Set problem: Copy the records below word for word, starting with the line that contains "Where can you see the pink" and ending with the last line of the records. Leave out every line before that one.

Stored rows:
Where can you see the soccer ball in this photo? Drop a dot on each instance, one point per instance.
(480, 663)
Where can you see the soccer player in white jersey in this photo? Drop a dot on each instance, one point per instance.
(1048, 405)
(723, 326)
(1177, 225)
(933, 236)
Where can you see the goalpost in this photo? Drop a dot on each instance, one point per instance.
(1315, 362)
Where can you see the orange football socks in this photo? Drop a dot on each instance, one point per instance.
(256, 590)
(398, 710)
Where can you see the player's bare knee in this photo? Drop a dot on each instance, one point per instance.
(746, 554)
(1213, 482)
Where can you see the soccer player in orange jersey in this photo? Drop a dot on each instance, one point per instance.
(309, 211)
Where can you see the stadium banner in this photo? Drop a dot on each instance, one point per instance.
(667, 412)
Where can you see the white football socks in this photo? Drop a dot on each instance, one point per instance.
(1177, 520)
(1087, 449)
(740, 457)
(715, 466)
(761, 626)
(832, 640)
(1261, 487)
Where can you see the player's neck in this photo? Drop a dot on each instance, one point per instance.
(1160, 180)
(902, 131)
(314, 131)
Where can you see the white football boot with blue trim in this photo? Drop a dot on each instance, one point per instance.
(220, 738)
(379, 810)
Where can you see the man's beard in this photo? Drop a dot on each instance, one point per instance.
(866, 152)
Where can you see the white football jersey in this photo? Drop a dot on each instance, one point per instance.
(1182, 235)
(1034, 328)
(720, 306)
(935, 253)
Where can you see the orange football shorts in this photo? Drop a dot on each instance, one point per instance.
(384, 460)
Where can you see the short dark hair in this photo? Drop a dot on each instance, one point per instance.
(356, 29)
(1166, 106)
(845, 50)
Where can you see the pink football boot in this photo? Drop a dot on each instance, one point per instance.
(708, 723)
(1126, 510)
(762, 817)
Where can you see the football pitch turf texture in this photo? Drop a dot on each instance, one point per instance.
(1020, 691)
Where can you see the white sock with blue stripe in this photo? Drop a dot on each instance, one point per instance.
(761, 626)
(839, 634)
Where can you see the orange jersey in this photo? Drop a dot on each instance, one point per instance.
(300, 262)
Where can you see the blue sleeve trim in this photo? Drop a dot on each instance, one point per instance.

Answer to this task:
Where can you see the pink football boot in this photo? Drop a dot on each instance, one point per instance.
(708, 723)
(1126, 510)
(762, 817)
Where can you see the football pitch turf texture in this photo? Drop a dot on each instance, one point per instance.
(1020, 691)
Where can you see the white sock with blue stripe in this photo? Drop a dot on each instance, one point per instance.
(761, 626)
(839, 634)
Where can you see the orange jersey in this photo? Drop a dot on each instance, one point per instance.
(300, 262)
Where can you see the blue sleeve trim in this photo? Drop a dot on each instance, one point per instance.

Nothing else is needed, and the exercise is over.